* [What to do]:
1. In the passage on gluten-free diets, how much lower was the risk of type two diabetes for diets highest in gluten than for diets with the lowest daily gluten consumption?
2. Retype the part of the passage on gluten-free diets starting with "This finding raises" and going on through "a gluten-free diet.".
3. Extend the passage on gluten-free diets by writing what comes after its final sentence.

*** Source passage ***

Reduced consumption of beneficial whole grains offering some protection against cardiovascular disease is believed to be the cause.

“Gluten-free foods often have less dietary fibre and other micro-nutrients, making them less nutritious,” stated Geng Zong, a research fellow in the department of nutrition at Harvard University’s TH Chan School of Public Health in Boston.

Zong’s comments counter the ‘gluten is evil’ narrative emanating from the gluten-free community.

Researchers also found that avoidance of gluten is associated with higher risk of type two diabetes.

Diets highest in gluten were found to be associated with a 13 percent lower risk of developing type two diabetes versus diets with the lowest daily gluten consumption.

This finding raises the possibility that the gluten-free diet fad itself may be partly responsible for the recent rise in type two diabetes rates.

The bottom line is that consumers following a gluten-free diet without the diagnosis of celiac disease may be making their health worse, not better.

Maybe there is a price to be paid for taking medical advice from celebrities like Gwyneth Paltrow and Lady Gaga.

Estimates are that just 0.7 perecnt of the US population suffers from celiac disease and cannot tolerate gluten, necessitating a gluten-free diet.

*** End of Source passage ***
*** Dataset excerpt ***

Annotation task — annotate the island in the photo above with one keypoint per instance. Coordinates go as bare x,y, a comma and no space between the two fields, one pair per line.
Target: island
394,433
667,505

*** End of Dataset excerpt ***

* [Answers to the problems]:
1. 13 percent lower.

2.
This finding raises the possibility that the gluten-free diet fad itself may be partly responsible for the recent rise in type two diabetes rates.

The bottom line is that consumers following a gluten-free diet without the diagnosis of celiac disease may be making their health worse, not better.

Maybe there is a price to be paid for taking medical advice from celebrities like Gwyneth Paltrow and Lady Gaga.

Estimates are that just 0.7 perecnt of the US population suffers from celiac disease and cannot tolerate gluten, necessitating a gluten-free diet.

3.
Yet the percentage of Harvard study subjects following a gluten-free diet tripled, from 0.52 percent in 2009-10 to 1.69 percent in 2013-14.

Those percentages could drift south if direct-to-consumer genetic testing catches on.

The US Food and Drug Administration just approved the marketing of 23andMe Personal Genomic Service Genetic Health Risk (GHR) tests for 10 diseases and conditions.

Celiac disease is one of the ten diseases and conditions that 23andMe can test for, using DNA from a saliva sample.

While the 23andMe test cannot diagnose the presence of celiac disease, it can identify those at increased risk of developing the disease.

This move away from guesswork and toward science could the start of a downward slide for gluten-free – a slide which is probably long overdue.